→ **WRITTEN TASK**: Rewrite every item below as a JSON list of strings, with one string for each line and no strings for blank lines.

→ **MATERIAL PROVIDED**:
++++++

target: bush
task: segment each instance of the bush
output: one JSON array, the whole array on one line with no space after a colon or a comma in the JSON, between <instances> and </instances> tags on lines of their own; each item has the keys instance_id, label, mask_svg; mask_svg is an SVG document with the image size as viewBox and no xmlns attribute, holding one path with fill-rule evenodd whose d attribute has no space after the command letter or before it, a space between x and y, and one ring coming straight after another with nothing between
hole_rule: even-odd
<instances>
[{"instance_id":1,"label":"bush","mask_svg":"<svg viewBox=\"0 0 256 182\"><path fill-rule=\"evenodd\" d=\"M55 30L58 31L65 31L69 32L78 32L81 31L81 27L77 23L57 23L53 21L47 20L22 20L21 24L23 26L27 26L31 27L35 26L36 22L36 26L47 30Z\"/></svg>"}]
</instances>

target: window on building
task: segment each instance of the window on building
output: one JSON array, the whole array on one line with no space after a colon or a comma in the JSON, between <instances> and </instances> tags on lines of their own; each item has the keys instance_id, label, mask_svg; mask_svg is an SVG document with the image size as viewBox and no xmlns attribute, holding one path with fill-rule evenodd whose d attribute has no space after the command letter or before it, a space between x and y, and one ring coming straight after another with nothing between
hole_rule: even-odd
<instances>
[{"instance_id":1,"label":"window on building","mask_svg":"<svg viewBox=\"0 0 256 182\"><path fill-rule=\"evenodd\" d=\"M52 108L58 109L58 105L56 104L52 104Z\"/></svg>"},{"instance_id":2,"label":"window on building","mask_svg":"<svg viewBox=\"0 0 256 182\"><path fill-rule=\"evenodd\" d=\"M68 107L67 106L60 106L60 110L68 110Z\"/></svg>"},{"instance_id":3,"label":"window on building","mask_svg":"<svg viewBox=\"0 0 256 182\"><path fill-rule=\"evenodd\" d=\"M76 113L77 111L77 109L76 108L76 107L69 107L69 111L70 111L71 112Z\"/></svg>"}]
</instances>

++++++

→ **SOLUTION FOR THIS TASK**:
[
  "target: bush",
  "task: segment each instance of the bush",
  "output: one JSON array, the whole array on one line with no space after a colon or a comma in the JSON, between <instances> and </instances> tags on lines of their own; each item has the keys instance_id, label, mask_svg; mask_svg is an SVG document with the image size as viewBox and no xmlns attribute, holding one path with fill-rule evenodd whose d attribute has no space after the command letter or before it, a space between x and y, and one ring coming straight after another with nothing between",
  "hole_rule: even-odd",
  "<instances>",
  "[{\"instance_id\":1,\"label\":\"bush\",\"mask_svg\":\"<svg viewBox=\\\"0 0 256 182\\\"><path fill-rule=\\\"evenodd\\\" d=\\\"M55 30L58 31L65 31L69 32L78 32L81 31L81 27L77 23L57 23L53 21L47 20L22 20L21 24L23 26L27 26L31 27L35 26L36 22L36 26L47 30Z\\\"/></svg>\"}]",
  "</instances>",
  "target: window on building",
  "task: segment each instance of the window on building",
  "output: one JSON array, the whole array on one line with no space after a colon or a comma in the JSON, between <instances> and </instances> tags on lines of their own; each item has the keys instance_id, label, mask_svg; mask_svg is an SVG document with the image size as viewBox and no xmlns attribute, holding one path with fill-rule evenodd whose d attribute has no space after the command letter or before it, a space between x and y, and one ring coming straight after another with nothing between",
  "hole_rule: even-odd",
  "<instances>",
  "[{\"instance_id\":1,\"label\":\"window on building\",\"mask_svg\":\"<svg viewBox=\\\"0 0 256 182\\\"><path fill-rule=\\\"evenodd\\\" d=\\\"M52 108L58 109L58 105L56 104L52 104Z\\\"/></svg>\"},{\"instance_id\":2,\"label\":\"window on building\",\"mask_svg\":\"<svg viewBox=\\\"0 0 256 182\\\"><path fill-rule=\\\"evenodd\\\" d=\\\"M68 107L67 106L60 106L60 110L68 110Z\\\"/></svg>\"},{\"instance_id\":3,\"label\":\"window on building\",\"mask_svg\":\"<svg viewBox=\\\"0 0 256 182\\\"><path fill-rule=\\\"evenodd\\\" d=\\\"M76 113L77 111L77 109L76 108L76 107L69 107L69 111L70 111L71 112Z\\\"/></svg>\"}]",
  "</instances>"
]